=== Records shown ===

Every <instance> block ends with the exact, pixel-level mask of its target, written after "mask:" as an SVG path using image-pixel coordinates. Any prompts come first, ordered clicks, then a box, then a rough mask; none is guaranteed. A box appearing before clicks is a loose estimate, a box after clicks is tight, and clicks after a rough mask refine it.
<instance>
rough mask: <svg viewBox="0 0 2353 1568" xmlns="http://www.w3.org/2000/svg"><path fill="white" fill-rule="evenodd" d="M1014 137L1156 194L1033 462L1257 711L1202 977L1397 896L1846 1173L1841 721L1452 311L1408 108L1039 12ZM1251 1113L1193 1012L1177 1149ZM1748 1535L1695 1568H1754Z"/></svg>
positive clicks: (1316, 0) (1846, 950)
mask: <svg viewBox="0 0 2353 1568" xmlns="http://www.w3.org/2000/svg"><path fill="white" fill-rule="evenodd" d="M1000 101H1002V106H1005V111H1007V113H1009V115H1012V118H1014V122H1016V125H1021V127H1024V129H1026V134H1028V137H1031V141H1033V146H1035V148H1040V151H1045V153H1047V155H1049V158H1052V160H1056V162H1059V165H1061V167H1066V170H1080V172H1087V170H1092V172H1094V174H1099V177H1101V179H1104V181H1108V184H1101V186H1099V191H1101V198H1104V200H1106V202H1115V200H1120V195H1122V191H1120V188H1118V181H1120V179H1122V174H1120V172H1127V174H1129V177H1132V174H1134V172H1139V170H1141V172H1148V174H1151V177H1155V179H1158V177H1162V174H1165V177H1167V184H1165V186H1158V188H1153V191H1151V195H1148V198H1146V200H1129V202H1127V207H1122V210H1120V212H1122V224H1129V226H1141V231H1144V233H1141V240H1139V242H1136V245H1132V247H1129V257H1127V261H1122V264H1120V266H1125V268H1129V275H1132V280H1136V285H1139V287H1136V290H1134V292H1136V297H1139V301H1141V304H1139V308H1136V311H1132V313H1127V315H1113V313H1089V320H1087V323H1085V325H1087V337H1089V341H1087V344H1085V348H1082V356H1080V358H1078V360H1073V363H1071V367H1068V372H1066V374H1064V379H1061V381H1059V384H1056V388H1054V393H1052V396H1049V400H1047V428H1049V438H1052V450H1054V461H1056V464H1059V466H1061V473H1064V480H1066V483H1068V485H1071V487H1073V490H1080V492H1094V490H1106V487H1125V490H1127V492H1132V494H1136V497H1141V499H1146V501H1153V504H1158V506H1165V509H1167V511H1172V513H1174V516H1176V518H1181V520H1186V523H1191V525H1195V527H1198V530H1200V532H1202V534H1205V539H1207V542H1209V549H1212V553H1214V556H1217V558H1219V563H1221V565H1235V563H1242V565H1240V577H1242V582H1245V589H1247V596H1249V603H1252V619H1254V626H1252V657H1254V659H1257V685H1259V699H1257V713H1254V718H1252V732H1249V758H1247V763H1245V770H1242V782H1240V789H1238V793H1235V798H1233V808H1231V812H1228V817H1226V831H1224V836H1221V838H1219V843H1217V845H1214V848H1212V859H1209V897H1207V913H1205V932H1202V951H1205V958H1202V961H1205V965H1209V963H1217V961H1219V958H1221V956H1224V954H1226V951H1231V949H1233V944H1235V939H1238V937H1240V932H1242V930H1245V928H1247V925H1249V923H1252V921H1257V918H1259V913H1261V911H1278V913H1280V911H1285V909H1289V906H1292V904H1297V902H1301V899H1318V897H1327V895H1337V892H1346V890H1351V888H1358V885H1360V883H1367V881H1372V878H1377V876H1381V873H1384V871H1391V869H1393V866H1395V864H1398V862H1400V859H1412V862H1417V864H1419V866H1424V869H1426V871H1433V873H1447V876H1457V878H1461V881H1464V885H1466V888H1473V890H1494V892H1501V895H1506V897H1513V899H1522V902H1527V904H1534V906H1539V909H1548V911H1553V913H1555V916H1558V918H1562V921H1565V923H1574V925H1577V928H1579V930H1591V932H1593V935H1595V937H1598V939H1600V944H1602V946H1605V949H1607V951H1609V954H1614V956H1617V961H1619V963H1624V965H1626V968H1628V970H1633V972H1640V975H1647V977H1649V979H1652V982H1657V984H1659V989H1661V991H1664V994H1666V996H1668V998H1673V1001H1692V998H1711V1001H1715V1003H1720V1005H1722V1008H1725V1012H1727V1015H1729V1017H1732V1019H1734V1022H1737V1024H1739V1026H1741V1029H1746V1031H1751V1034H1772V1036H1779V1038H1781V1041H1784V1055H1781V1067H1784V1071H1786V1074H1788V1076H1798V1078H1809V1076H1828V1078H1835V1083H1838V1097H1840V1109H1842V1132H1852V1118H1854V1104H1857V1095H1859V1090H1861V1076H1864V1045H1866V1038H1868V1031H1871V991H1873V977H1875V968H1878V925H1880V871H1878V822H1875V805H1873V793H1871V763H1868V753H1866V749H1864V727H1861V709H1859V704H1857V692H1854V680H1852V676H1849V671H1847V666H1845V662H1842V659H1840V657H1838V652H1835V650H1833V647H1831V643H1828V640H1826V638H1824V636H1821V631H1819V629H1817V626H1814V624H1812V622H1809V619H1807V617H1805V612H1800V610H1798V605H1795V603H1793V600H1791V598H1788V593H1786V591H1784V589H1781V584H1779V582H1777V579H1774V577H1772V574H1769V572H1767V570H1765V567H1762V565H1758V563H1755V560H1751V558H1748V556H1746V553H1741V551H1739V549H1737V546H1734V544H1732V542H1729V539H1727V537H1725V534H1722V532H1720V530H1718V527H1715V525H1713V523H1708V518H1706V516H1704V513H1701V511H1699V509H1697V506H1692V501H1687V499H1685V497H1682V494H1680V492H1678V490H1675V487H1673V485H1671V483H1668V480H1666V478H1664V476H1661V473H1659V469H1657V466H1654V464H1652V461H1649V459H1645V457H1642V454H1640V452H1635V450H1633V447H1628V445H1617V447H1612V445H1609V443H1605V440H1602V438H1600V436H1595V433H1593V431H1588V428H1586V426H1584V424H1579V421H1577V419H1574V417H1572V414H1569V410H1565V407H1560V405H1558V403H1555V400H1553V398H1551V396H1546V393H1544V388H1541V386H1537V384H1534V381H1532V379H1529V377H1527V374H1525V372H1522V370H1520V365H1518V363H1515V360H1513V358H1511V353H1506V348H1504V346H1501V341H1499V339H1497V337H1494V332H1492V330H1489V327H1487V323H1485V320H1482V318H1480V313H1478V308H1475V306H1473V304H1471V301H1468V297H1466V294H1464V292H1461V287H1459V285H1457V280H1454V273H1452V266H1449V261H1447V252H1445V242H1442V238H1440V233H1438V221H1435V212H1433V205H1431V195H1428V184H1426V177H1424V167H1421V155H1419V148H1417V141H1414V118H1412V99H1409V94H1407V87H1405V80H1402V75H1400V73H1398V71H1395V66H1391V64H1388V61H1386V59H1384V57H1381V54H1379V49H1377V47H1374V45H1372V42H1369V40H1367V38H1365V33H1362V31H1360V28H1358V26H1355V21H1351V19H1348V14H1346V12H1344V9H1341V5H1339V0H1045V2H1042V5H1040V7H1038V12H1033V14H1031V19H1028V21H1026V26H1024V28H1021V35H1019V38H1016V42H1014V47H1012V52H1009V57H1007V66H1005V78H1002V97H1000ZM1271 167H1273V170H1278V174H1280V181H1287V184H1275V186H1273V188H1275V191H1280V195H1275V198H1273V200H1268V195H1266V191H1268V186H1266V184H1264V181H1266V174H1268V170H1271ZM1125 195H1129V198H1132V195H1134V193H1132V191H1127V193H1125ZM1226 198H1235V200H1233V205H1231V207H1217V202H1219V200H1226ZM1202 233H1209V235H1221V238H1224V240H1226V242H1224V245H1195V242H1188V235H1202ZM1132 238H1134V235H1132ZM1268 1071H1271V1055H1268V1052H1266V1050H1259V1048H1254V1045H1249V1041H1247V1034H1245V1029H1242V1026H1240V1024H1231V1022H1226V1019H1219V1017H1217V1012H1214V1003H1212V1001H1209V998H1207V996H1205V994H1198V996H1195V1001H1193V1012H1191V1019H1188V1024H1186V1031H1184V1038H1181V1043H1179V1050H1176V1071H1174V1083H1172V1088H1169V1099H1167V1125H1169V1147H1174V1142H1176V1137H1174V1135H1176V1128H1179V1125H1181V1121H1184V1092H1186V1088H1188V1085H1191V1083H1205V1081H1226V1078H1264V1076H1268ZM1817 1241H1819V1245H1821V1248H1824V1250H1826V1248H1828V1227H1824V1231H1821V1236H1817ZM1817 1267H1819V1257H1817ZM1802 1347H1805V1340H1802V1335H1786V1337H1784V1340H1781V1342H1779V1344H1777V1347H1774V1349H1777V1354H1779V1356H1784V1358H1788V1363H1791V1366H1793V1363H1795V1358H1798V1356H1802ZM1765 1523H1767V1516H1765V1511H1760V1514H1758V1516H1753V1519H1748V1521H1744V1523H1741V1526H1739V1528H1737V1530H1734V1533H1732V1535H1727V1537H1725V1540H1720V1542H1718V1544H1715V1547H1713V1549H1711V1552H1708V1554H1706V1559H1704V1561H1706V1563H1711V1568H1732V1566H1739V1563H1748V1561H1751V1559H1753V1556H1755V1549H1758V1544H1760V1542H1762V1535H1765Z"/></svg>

=== Brief ===
Reproduce, line for line, the material, starting at its first line, and end once the line holding "rough mask: <svg" has been output.

=== Answer section ===
Every <instance> block ends with the exact, pixel-level mask of its target, written after "mask:" as an SVG path using image-pixel coordinates. Any prompts come first, ordered clicks, then a box, then a rough mask; none is guaranteed. A box appearing before clicks is a loose estimate, a box after clicks is tight, and clicks after a rough mask refine it.
<instance>
rough mask: <svg viewBox="0 0 2353 1568" xmlns="http://www.w3.org/2000/svg"><path fill="white" fill-rule="evenodd" d="M1014 137L1156 194L1033 462L1257 711L1202 977L1397 896L1846 1173L1841 721L1452 311L1408 108L1039 12ZM1251 1113L1193 1012L1177 1149ZM1748 1535L1695 1568H1754Z"/></svg>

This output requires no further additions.